### WHAT IS EXPECTED
All that is wanted is a word-for-word copy of the line with "Set a pin on every instance of the caution" and every line after it in the data below.

### PROVIDED MATERIAL

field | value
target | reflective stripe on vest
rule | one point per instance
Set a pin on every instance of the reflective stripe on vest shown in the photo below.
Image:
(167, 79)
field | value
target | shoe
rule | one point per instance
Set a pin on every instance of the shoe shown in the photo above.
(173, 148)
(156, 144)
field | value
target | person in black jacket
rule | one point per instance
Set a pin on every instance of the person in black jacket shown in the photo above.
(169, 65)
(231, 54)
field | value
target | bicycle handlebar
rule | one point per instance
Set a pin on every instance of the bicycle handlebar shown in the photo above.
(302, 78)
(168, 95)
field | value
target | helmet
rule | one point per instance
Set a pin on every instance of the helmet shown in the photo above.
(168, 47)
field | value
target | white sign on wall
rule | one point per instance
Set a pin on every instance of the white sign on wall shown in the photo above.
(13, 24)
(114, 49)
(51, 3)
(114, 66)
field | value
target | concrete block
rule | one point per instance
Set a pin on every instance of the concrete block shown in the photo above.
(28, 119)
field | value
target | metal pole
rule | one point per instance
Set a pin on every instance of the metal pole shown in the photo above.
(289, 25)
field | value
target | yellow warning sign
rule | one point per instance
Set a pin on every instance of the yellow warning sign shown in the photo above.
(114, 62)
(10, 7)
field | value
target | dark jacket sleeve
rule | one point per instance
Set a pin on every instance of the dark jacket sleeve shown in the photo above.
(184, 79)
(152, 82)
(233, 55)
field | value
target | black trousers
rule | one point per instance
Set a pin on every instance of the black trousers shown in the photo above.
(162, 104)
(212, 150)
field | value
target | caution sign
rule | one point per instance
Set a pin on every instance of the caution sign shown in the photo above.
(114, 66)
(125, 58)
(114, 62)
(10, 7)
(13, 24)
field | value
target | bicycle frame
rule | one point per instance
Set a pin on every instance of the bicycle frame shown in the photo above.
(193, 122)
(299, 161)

### TASK RESPONSE
Set a pin on every instance of the caution sign shown in the photo above.
(114, 66)
(125, 58)
(114, 62)
(10, 7)
(13, 24)
field | value
target | bicycle frame
rule | one point per instance
Set a pin on every instance of the bicycle frame shown in the photo above.
(193, 122)
(299, 161)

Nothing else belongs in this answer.